═══ MATERIAL FOR THE TASK

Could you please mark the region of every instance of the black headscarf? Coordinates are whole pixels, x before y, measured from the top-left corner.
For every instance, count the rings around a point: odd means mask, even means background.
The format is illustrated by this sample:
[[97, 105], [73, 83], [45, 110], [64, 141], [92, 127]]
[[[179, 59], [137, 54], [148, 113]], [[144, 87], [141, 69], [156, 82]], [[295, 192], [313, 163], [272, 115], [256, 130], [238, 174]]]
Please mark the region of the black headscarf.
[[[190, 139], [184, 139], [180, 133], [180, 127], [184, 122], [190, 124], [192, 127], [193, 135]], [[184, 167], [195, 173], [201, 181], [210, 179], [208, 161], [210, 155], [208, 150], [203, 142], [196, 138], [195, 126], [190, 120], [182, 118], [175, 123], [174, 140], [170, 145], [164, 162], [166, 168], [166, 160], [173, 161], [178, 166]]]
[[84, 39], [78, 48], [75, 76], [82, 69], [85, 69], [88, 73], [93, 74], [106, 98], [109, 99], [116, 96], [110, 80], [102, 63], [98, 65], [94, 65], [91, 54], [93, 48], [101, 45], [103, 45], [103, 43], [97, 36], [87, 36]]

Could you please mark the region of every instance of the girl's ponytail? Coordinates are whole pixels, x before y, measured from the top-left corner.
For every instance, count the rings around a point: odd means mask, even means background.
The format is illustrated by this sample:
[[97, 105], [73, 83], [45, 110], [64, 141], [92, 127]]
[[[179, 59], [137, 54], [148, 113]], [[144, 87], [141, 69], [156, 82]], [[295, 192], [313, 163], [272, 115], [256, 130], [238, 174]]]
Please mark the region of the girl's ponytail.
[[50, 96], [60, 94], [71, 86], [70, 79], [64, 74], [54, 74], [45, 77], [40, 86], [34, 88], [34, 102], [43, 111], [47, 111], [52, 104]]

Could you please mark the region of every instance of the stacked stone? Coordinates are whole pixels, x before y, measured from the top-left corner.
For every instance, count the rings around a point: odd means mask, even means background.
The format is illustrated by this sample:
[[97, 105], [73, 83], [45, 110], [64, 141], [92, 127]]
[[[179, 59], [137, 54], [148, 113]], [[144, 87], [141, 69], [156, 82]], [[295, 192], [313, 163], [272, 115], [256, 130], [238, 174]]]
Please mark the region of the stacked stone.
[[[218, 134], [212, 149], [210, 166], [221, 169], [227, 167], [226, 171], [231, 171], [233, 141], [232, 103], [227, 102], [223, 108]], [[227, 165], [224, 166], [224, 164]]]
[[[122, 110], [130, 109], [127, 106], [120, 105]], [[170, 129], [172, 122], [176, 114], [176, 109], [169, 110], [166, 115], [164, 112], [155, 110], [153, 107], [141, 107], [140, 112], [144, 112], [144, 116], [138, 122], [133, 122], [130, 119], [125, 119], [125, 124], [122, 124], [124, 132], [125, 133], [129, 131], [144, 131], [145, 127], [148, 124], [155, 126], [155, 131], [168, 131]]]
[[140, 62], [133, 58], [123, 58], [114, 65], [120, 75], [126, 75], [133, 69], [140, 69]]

══════
═══ MATERIAL FOR THE TASK

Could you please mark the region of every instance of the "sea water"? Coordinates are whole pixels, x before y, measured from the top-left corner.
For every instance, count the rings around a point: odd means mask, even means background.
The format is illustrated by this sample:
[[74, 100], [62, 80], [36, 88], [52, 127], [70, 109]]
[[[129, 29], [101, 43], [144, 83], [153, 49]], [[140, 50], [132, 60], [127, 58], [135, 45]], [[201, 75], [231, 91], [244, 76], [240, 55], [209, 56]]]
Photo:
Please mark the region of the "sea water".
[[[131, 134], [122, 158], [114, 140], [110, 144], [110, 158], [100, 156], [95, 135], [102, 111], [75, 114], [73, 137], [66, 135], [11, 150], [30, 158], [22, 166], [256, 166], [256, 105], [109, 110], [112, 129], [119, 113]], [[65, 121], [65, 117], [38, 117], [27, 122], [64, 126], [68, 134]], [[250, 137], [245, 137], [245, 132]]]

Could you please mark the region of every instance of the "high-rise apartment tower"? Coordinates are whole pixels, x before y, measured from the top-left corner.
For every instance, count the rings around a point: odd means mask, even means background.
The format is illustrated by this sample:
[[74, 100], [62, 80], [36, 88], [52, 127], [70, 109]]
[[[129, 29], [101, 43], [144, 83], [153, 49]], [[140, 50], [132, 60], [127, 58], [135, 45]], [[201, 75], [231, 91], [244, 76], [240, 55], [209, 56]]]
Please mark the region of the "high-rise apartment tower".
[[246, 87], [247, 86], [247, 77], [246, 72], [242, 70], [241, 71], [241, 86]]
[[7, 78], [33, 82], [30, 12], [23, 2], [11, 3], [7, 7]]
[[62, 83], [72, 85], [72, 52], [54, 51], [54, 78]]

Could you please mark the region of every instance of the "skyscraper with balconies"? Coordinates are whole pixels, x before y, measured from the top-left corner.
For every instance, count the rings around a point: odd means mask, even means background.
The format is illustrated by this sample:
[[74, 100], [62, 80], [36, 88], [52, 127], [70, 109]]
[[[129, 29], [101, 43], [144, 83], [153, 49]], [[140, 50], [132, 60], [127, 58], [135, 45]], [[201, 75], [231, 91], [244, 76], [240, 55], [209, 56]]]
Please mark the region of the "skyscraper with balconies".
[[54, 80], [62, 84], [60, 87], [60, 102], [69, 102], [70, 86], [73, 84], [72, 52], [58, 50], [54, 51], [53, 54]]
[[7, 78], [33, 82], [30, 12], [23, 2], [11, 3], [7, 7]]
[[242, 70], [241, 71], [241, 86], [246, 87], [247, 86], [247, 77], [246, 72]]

══════
═══ MATERIAL FOR THE TASK

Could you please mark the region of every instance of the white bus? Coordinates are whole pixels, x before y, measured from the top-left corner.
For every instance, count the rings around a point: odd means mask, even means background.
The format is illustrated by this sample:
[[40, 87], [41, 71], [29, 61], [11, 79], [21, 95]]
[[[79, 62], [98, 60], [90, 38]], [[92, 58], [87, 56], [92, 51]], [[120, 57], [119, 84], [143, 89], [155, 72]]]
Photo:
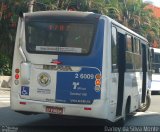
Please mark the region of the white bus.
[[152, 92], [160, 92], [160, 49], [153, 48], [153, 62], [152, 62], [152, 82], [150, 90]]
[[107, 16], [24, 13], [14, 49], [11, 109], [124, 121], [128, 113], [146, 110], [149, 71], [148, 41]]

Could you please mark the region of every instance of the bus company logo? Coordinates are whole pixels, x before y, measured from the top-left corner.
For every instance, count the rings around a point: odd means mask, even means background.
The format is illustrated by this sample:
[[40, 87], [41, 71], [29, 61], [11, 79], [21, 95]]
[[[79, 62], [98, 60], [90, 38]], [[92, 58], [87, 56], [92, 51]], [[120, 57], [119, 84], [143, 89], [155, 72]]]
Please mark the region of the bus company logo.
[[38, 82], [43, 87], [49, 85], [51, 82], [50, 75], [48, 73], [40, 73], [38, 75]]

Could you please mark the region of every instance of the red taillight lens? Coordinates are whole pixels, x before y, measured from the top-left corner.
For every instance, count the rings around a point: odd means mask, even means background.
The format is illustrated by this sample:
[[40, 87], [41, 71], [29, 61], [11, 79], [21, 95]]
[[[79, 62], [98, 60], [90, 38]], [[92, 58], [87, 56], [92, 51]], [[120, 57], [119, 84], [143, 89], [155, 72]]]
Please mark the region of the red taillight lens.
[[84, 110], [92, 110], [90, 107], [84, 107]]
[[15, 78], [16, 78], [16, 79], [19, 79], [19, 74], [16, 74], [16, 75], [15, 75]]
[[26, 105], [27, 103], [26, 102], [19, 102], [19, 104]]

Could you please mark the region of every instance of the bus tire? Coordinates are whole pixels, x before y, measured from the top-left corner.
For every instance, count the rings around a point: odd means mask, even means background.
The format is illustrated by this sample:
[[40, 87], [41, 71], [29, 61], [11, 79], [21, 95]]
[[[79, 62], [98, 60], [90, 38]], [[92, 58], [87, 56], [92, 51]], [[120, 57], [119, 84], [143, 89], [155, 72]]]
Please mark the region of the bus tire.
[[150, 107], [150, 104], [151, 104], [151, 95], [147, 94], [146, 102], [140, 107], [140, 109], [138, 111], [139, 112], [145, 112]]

══════

• _TASK INSTRUCTIONS_: Lay out the lines of the listing from the line holding "the girl's ponytail?" through the line holding "111], [52, 104]]", inclusive, as a JSON list of strings, one per line, leaving out blank lines.

• _OUTPUT_:
[
  "Could you please mark the region of every instance of the girl's ponytail? Coordinates are whole pixels, x before y, measured from the top-left corner.",
  "For every instance, count the rings around a point: odd means mask, even means background.",
  "The format is illustrated by this sample:",
  "[[97, 105], [73, 83], [45, 110], [64, 141], [92, 127]]",
  "[[[179, 59], [137, 54], [148, 113]], [[144, 87], [141, 69], [156, 82]], [[295, 192], [313, 163], [272, 115], [256, 130], [238, 174]]]",
  "Please mark the region of the girl's ponytail.",
  "[[50, 96], [60, 94], [71, 86], [70, 79], [64, 74], [54, 74], [45, 77], [40, 86], [34, 88], [34, 102], [43, 111], [47, 111], [52, 104]]"
]